** PROVIDED MATERIAL follows **

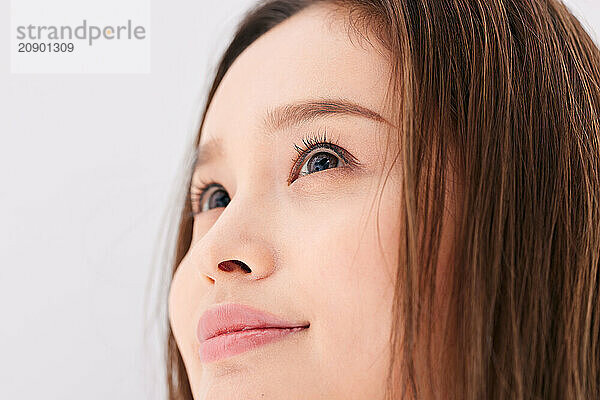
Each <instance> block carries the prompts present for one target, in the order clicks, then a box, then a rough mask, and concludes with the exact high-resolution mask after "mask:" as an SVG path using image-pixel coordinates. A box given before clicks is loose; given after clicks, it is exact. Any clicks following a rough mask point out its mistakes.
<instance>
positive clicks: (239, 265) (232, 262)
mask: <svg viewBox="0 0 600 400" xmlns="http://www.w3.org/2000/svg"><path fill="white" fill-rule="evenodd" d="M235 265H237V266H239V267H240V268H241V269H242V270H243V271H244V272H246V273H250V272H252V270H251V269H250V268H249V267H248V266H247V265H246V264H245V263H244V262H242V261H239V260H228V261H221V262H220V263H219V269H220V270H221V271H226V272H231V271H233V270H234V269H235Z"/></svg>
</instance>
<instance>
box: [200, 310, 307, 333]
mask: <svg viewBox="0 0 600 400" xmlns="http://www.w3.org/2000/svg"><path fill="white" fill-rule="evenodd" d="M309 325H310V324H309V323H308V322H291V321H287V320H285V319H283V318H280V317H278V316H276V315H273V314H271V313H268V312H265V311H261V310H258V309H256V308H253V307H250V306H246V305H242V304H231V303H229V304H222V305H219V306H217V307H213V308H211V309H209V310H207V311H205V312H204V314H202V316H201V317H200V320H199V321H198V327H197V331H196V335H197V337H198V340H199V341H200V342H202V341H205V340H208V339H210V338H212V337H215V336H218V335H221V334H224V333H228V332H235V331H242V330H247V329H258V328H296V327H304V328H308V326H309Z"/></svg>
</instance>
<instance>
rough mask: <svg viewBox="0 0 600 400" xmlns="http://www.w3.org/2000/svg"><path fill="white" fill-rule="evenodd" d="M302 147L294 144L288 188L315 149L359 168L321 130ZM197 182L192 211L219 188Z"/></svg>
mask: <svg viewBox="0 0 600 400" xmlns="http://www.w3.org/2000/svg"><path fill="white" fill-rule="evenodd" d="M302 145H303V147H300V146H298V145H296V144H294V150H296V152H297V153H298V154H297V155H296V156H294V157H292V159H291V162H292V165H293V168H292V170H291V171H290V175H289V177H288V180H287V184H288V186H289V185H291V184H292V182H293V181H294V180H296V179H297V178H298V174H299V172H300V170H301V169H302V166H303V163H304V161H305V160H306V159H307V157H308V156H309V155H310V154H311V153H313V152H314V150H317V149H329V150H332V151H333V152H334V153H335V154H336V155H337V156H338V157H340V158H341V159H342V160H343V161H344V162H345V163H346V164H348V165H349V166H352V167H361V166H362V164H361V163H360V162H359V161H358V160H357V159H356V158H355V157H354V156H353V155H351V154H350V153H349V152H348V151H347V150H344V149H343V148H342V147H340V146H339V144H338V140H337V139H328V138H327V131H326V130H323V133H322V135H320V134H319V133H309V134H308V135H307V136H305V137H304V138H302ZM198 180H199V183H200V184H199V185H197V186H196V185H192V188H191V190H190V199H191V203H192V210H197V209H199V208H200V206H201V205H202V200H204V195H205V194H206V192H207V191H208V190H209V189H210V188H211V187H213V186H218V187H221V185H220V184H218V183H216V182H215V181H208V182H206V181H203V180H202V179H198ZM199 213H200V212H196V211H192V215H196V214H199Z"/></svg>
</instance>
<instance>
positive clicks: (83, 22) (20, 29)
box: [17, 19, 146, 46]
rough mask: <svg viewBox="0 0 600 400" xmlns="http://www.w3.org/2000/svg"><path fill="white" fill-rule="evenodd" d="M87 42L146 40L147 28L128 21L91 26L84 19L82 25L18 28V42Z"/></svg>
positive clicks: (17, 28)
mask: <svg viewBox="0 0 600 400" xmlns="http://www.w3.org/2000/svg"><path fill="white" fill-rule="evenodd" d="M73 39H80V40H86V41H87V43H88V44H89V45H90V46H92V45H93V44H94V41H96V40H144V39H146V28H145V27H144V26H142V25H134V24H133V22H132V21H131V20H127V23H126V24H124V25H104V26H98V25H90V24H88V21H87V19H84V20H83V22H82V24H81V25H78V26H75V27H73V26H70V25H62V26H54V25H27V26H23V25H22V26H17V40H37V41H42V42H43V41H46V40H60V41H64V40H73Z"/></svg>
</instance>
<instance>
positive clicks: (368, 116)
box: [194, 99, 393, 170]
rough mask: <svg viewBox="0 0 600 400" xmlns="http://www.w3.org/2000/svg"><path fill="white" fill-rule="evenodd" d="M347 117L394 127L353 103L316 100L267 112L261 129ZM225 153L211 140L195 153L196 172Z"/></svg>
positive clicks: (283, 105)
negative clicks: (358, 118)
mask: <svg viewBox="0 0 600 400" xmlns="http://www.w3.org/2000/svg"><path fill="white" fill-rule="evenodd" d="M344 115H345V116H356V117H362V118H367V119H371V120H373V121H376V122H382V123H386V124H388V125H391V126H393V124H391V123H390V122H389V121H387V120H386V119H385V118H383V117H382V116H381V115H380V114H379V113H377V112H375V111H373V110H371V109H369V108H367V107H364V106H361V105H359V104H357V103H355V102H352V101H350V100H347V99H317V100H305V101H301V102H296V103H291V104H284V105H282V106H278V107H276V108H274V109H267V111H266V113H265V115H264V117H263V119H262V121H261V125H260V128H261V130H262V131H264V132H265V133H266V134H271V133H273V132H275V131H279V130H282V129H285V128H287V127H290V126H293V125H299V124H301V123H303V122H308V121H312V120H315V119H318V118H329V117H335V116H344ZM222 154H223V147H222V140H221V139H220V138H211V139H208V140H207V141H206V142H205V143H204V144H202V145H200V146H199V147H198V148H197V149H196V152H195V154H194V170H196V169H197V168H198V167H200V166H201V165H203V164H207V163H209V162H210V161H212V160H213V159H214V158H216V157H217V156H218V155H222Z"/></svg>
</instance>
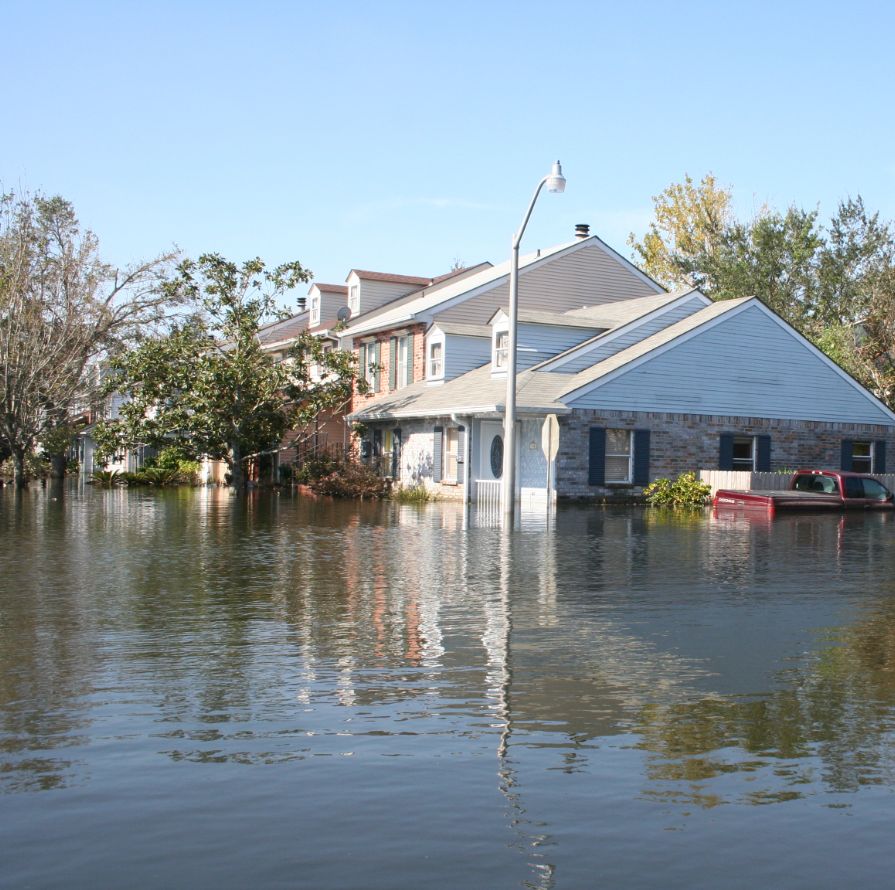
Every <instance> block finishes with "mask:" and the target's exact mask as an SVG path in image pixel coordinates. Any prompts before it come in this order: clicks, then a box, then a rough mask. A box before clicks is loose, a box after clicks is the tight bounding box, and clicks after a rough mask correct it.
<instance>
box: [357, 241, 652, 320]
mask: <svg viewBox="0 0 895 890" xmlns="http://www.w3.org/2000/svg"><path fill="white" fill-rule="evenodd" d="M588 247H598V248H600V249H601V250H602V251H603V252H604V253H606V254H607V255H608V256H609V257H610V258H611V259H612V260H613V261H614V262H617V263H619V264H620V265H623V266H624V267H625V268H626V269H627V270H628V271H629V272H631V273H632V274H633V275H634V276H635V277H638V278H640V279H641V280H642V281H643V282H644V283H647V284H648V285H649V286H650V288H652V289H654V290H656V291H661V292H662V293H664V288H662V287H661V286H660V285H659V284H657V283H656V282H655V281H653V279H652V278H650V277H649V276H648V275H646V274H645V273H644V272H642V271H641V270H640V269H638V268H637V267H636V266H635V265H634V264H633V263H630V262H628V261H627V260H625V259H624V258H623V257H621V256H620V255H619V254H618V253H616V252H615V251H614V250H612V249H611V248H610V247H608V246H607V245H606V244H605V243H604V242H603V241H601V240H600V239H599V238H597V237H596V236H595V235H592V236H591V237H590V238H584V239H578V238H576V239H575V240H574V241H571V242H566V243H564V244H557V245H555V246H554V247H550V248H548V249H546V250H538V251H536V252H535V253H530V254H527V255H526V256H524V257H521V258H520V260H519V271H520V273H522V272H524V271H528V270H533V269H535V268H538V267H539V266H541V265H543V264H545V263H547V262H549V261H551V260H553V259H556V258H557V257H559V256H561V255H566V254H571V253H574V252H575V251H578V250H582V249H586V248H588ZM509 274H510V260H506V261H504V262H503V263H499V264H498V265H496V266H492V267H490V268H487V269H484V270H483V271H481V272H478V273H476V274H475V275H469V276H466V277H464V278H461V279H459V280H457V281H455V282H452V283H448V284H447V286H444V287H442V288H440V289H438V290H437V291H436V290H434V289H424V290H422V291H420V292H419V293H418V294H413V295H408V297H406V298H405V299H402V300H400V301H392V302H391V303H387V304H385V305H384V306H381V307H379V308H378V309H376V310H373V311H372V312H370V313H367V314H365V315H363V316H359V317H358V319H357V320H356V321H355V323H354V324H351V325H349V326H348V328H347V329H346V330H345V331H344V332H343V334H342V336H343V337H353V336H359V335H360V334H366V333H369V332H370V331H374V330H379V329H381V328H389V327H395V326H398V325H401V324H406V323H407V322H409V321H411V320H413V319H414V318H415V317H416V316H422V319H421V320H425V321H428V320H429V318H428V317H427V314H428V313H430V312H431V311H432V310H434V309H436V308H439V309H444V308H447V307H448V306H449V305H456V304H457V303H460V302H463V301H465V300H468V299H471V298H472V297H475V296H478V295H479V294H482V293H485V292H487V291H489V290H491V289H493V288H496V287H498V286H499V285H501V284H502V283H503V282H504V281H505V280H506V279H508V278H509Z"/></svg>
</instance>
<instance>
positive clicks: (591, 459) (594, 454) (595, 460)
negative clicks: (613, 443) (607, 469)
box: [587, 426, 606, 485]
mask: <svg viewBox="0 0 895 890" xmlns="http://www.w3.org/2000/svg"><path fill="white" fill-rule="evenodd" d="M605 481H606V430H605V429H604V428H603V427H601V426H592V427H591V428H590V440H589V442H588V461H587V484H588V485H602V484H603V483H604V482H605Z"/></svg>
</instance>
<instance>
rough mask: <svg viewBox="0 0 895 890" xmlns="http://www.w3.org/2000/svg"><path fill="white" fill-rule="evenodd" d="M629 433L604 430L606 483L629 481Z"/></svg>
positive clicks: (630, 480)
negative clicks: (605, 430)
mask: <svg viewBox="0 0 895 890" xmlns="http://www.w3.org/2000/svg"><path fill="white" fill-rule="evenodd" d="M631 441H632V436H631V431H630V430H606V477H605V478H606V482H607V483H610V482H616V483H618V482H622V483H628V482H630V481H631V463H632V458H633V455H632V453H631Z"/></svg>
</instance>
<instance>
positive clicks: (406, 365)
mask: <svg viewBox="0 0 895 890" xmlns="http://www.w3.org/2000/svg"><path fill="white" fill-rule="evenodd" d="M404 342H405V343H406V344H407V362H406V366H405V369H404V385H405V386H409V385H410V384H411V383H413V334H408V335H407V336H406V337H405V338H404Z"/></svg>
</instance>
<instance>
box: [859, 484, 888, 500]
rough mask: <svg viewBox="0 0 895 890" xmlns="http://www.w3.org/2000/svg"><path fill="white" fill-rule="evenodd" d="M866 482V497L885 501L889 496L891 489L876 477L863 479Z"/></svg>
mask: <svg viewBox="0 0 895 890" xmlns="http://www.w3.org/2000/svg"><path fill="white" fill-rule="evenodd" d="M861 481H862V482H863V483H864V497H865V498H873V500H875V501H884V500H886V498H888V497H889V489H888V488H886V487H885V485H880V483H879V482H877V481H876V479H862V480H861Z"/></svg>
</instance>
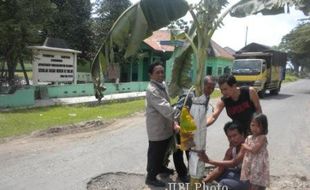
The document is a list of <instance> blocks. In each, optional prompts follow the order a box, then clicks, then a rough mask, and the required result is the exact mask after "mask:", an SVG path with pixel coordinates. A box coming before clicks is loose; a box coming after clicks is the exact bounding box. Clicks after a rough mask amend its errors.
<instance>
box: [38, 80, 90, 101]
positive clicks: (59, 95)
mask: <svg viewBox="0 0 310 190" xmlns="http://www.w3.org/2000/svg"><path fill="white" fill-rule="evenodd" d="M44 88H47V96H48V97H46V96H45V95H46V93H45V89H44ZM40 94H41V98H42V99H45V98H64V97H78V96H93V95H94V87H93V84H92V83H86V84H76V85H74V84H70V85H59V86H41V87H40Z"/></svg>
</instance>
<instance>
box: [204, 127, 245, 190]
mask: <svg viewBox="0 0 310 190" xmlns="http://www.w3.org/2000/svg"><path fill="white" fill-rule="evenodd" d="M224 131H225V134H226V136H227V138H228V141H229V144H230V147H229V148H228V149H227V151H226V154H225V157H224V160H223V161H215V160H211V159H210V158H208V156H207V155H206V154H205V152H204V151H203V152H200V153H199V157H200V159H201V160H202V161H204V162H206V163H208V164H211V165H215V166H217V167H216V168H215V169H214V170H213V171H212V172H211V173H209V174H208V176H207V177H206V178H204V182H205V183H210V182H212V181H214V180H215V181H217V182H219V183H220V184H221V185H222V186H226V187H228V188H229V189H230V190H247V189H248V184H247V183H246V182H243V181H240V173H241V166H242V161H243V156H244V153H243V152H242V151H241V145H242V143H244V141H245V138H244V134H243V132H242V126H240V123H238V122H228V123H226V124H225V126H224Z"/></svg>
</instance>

** End of PROVIDED MATERIAL **

→ WORK INSTRUCTION
Search the material above for the string "loose", and copy every line in which it turns up.

→ RESPONSE AREA
Each <instance> block carries the prompts present for one target, in the order clicks, then a box, then a rough mask, and concludes with the exact high-resolution mask after "mask:" as an SVG path using image-pixel coordinates. A box given before clicks is loose; given after clicks, it is exact. Any clicks following a rough mask point out its mistakes.
Every <instance> block finishes with "mask:" and the target's exact mask as an SVG path in image pixel coordinates. Any prompts before it come in this order: clicks, then a box, then a rough mask. A box before clicks is loose, a box after clicks is the tight bounding box, and clicks after a rough mask correct it.
The document is a list of <instance> blocks. In each, optional prompts follow the order a box, then clicks, then a rough mask, and the required result is the exact mask after "mask:", an SVG path with pixel coordinates. A box coming before clicks is loose; a box coming after clicks is the exact bounding box. Clicks after a rough mask amend its errors.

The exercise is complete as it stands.